━━━ Record excerpts
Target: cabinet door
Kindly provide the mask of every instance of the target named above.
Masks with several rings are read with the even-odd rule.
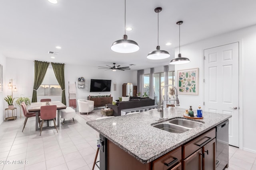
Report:
[[[184,170],[202,170],[202,149],[200,149],[183,161]]]
[[[153,161],[153,170],[177,170],[181,160],[181,147]]]
[[[203,147],[203,170],[215,170],[216,139]]]

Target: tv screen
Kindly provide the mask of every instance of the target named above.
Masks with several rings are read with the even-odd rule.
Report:
[[[111,86],[111,80],[91,79],[90,92],[110,92]]]

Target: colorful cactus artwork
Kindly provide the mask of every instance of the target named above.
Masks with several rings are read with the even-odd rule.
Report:
[[[198,68],[178,71],[178,93],[198,95]]]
━━━━━━
(Job):
Format the material above as a two-column CSV with the headers "request" and "answer." Give one row per request, put each value in a single quoted field with line breaks turned into spaces, and omit the pictures.

(Complete output):
request,answer
"Target: cabinet door Kindly provide the mask of every instance of the target named above. Masks with several rings are read with the even-odd rule. Report:","[[[184,170],[202,170],[202,149],[200,149],[183,161]]] [[[153,161],[153,170],[177,170],[181,160],[181,147]]] [[[203,147],[203,170],[215,170],[216,139]]]"
"Target: tv screen Kindly provide the mask of every instance of the target named above. Masks with several rings are read with the even-odd rule. Report:","[[[111,86],[111,80],[91,79],[90,92],[110,92]]]"
"Target: colorful cactus artwork Kindly provide the mask of every instance of the target named above. Masks with several rings are read with the even-odd rule. Report:","[[[198,68],[178,71],[178,93],[198,95]]]"